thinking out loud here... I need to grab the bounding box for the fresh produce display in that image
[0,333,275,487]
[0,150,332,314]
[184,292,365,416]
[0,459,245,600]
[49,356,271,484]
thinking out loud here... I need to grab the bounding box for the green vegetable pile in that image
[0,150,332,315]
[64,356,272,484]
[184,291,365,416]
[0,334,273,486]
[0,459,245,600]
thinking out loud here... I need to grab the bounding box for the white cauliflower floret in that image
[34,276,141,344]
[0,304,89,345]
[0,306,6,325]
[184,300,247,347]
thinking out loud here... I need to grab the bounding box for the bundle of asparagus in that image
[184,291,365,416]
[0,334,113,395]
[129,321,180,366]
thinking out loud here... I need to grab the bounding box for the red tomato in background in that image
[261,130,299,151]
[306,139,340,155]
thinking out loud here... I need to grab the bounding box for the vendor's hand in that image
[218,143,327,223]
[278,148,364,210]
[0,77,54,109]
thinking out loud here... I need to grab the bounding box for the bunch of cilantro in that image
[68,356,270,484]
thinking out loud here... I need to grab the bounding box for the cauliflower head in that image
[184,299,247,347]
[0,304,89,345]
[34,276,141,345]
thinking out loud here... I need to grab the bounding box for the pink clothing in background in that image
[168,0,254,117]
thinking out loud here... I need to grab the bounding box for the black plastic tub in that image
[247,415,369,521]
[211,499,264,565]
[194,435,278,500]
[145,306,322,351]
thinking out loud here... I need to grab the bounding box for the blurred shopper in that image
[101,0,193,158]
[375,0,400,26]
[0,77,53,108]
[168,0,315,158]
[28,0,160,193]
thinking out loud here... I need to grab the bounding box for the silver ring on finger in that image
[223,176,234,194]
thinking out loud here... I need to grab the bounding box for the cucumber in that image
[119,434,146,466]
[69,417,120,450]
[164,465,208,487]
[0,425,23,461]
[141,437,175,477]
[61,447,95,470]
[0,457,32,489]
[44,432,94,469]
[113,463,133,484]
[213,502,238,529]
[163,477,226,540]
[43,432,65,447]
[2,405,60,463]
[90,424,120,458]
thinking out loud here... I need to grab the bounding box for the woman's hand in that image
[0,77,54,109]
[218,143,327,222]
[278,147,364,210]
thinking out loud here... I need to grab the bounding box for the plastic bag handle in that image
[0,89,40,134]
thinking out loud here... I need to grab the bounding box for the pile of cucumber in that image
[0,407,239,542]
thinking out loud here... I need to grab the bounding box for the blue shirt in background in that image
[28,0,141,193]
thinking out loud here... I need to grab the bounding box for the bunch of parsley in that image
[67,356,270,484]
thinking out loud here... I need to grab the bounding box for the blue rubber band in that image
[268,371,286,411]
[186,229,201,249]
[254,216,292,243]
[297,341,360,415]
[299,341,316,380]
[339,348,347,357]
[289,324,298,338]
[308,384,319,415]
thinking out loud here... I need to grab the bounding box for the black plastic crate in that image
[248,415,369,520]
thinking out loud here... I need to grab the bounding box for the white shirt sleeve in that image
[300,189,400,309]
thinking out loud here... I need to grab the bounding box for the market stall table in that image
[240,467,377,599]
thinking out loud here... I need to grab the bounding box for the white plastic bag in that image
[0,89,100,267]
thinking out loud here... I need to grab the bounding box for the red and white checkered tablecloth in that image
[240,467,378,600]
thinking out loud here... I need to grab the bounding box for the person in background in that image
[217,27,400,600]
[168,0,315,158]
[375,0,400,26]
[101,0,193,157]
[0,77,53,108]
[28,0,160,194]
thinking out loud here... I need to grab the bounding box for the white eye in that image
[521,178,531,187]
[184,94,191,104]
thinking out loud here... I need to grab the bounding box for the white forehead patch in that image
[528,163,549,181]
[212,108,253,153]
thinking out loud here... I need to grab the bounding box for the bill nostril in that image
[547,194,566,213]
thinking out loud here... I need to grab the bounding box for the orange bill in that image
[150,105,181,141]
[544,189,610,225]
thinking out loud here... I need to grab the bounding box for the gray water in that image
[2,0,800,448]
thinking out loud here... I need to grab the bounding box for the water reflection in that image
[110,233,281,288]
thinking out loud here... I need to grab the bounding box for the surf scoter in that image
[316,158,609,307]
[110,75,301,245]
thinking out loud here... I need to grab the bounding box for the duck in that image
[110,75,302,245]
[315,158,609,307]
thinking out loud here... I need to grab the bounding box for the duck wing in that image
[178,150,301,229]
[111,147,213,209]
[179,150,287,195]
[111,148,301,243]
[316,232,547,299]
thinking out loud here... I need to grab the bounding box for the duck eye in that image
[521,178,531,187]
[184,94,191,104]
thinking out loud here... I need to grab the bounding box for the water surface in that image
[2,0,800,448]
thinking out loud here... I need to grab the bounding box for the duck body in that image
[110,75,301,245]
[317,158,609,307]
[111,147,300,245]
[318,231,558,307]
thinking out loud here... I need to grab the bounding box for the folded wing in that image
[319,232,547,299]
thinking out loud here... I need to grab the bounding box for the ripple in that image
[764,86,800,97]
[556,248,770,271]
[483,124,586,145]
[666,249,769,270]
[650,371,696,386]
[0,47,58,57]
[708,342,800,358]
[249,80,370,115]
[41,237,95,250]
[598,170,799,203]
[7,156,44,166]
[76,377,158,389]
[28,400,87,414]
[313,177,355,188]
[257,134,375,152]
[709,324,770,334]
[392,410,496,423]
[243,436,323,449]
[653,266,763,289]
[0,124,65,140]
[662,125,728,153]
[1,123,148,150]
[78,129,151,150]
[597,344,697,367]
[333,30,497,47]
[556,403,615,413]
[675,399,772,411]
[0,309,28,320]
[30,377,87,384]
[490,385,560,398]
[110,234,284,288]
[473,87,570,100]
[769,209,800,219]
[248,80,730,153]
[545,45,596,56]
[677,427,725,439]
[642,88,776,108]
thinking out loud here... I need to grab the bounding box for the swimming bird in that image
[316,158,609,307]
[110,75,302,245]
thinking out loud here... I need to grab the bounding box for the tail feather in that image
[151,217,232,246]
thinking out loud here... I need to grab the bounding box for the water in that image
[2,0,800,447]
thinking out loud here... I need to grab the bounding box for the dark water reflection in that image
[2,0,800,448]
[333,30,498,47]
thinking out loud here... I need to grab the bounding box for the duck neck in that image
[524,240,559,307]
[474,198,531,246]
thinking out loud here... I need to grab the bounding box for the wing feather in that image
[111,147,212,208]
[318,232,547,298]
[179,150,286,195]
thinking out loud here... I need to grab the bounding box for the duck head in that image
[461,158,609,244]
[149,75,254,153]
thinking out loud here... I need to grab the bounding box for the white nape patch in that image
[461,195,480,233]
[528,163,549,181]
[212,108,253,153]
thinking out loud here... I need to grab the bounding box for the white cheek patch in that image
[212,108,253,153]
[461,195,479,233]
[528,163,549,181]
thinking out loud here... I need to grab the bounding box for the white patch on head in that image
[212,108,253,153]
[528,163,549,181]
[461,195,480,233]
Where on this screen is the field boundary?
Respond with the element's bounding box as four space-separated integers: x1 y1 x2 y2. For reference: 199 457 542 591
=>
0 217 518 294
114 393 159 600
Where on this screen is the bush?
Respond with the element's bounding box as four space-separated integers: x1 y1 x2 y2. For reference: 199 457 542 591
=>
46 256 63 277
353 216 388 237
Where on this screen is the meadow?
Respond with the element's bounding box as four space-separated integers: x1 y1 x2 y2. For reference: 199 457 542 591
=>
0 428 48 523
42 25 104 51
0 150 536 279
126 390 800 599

- WHAT NEEDS TO BE DONE
Every entry should be given again exactly as written.

- REPLY TO THE EXERCISE
thinking out loud here... I need to grab the bounding box for the fresh produce display in that image
[0,333,275,487]
[0,150,332,314]
[184,292,365,416]
[0,459,245,600]
[49,356,271,484]
thinking out loud here... I need to grab the bounding box for the green vegetable pile in that image
[0,150,332,315]
[64,356,272,484]
[184,291,365,416]
[0,334,273,486]
[0,459,245,600]
thinking out loud here... I need to grab the bounding box for the white cauliflower floret in that image
[34,276,141,344]
[0,304,89,345]
[0,306,6,325]
[184,300,247,347]
thinking out loud here... I need to grab the bounding box for the bundle of asparagus in that image
[184,291,365,416]
[0,334,113,395]
[129,321,180,366]
thinking out loud here... I need to grab the bounding box for the red tomato in background in that image
[261,130,299,151]
[306,139,340,155]
thinking out loud here... I need to grab the bounding box for the vendor's hand in that image
[218,143,327,223]
[278,148,364,210]
[0,77,54,109]
thinking out loud here... I need to grab the bounding box for the bunch of cilantro in that image
[68,356,270,484]
thinking out loud here... I need to grab the bounding box for the cauliflower head in that image
[184,299,247,347]
[0,304,89,345]
[34,276,141,345]
thinking out loud here... I need to grab the bounding box for the pink clothing in background in that image
[168,0,254,117]
thinking out loud here... I need to grab the bounding box for the black plastic tub in that image
[247,415,369,521]
[211,499,264,565]
[194,435,278,500]
[145,306,322,351]
thinking out loud here... I need to grab the bounding box for the blurred shopper in that image
[101,0,193,158]
[375,0,400,26]
[0,77,53,108]
[168,0,315,158]
[28,0,160,193]
thinking out loud here... I need to grab the bounding box for the silver ring on finger in that image
[223,176,234,194]
thinking out loud here... I need to grab the bounding box for the cucumber in that image
[119,434,146,466]
[69,417,120,450]
[164,465,208,487]
[0,425,23,461]
[141,437,175,477]
[61,447,95,470]
[0,457,32,489]
[44,432,94,469]
[113,463,133,484]
[213,502,238,529]
[163,477,226,540]
[43,432,65,447]
[2,405,60,463]
[90,424,120,458]
thinking out loud here... I need to grab the bounding box for the woman's hand in that image
[0,77,54,109]
[218,143,327,222]
[278,147,364,210]
thinking out loud here... I need to grab the bounding box for the plastic bag handle in that image
[0,89,40,134]
thinking out loud here... I need to grab the bounding box for the pile of cucumber in that image
[0,407,239,542]
thinking out loud here... I need to grab the bounding box for the blue shirt in background in that image
[28,0,141,193]
thinking out loud here... I need to grab the bounding box for the bunch of parsley in that image
[67,356,270,484]
thinking out loud here... I need to grab the bounding box for the blue rubber band in that image
[268,371,286,411]
[186,229,201,249]
[254,216,292,243]
[297,341,360,415]
[299,341,316,380]
[339,348,347,357]
[289,324,298,338]
[308,384,319,415]
thinking out loud here... I need to grab the bounding box for the black plastic crate in that image
[248,415,369,520]
thinking out loud here... I need to grab the bounding box for the white shirt sleeve in that image
[300,189,400,309]
thinking out loud here... I need to grab the bounding box for the market stall table in that image
[240,467,377,599]
thinking out loud here... I need to grab the bounding box for the white plastic bag in that image
[0,89,100,267]
thinking out loud here... I need to grab the bounding box for the red and white checkered tablecloth in that image
[240,467,378,600]
thinking out loud here... I need to grab the bounding box for the person in background in that image
[217,27,400,600]
[168,0,315,158]
[375,0,400,26]
[101,0,193,157]
[0,77,53,108]
[28,0,160,194]
thinking out loud here... I need to grab the bounding box for the white eye in that image
[521,178,531,187]
[184,94,191,104]
thinking out loud here... I need to grab the bounding box for the white forehead patch in that image
[528,163,549,181]
[212,108,253,153]
thinking out loud here... I need to grab the bounding box for the bill nostril in that image
[547,194,566,213]
thinking out loud here... I need to grab the bounding box for the orange bill in that image
[150,105,181,141]
[544,189,610,225]
thinking out loud here... I need to grab the bounding box for the gray water in that image
[2,0,800,448]
thinking out loud here... I need to grab the bounding box for the water reflection in that image
[110,233,281,288]
thinking out loud here... I need to grab the bounding box for the surf scoter in that image
[316,158,609,307]
[110,75,301,245]
thinking out loud here... I need to grab the bounding box for the duck in that image
[110,75,302,245]
[315,158,609,307]
thinking out loud here... I need to grab the bounding box for the duck wing in that image
[178,150,301,229]
[111,147,213,209]
[179,150,287,195]
[111,148,301,243]
[316,232,547,299]
thinking out loud here... I need to grab the bounding box for the duck eye in that image
[521,178,531,187]
[184,94,191,104]
thinking out loud here... I need to grab the bounding box for the water surface in that image
[2,0,800,448]
thinking out loud here... I need to grab the bounding box for the duck body in that image
[110,75,301,245]
[317,158,609,307]
[111,147,300,245]
[318,231,558,307]
thinking out loud here... I need to grab the bounding box for the folded wing in that image
[319,232,547,299]
thinking out loud here... I need to grab the bounding box for the ripple in that image
[764,86,800,97]
[556,248,770,271]
[483,124,586,145]
[666,249,769,270]
[650,371,696,386]
[0,47,58,57]
[708,342,800,358]
[249,80,370,115]
[41,237,95,250]
[598,170,799,203]
[7,156,44,166]
[76,377,158,389]
[28,400,87,414]
[313,177,355,188]
[257,134,375,152]
[709,324,770,334]
[392,410,496,423]
[243,436,323,449]
[653,266,763,289]
[0,124,65,140]
[662,125,728,153]
[1,123,148,150]
[78,129,151,150]
[597,344,697,367]
[333,30,497,47]
[556,403,615,413]
[675,399,772,411]
[0,309,28,320]
[30,377,87,384]
[490,385,560,398]
[110,234,284,288]
[473,87,570,100]
[769,209,800,219]
[248,80,730,153]
[545,45,596,56]
[677,427,725,439]
[642,88,776,108]
thinking out loud here... I need to grab the bounding box for the swimming bird in that image
[316,158,609,307]
[110,75,302,245]
thinking out loud here... I need to grab the bounding box for the tail feather in that image
[151,217,232,246]
thinking out loud here... I need to grab the bounding box for the water in that image
[2,0,800,447]
thinking out loud here... I need to grab the bounding box for the dark water reflection in that image
[2,0,800,448]
[333,30,498,47]
thinking out loud here... I need to grab the bounding box for the duck neck in that image
[524,240,559,307]
[474,198,531,246]
thinking out loud here... I need to grab the bounding box for the wing feather in that image
[111,147,212,208]
[318,232,547,298]
[179,150,286,195]
thinking out loud here... I need to grab the bounding box for the duck head in that image
[461,158,609,244]
[149,75,254,153]
thinking out loud here... I need to grab the bounding box for the white nape patch in that image
[461,195,480,233]
[528,163,549,181]
[212,108,253,153]
thinking out loud here... I need to grab the bounding box for the white cheek patch in that image
[212,108,253,153]
[461,195,479,233]
[528,163,549,181]
thinking out loud here... I need to grab the bounding box for the white patch on head in that image
[212,108,253,153]
[528,163,549,181]
[461,195,480,233]
Where on this screen is the field boundary?
Respond with the element's bounding box as four space-separated integers: x1 y1 x2 y2. For reference: 199 457 542 591
=>
0 217 518 294
114 393 159 600
Where on this screen is the bush?
Respond with the element's bounding box as four space-separated integers: x1 y1 x2 y2. For reference: 199 457 542 591
=>
46 256 63 277
353 216 388 237
Where on this screen is the meadow?
Respond with the element's bounding box as four space-separated integers: x1 y1 x2 y2. For reference: 199 457 542 591
=>
0 428 48 523
42 25 104 51
0 150 536 279
126 390 800 599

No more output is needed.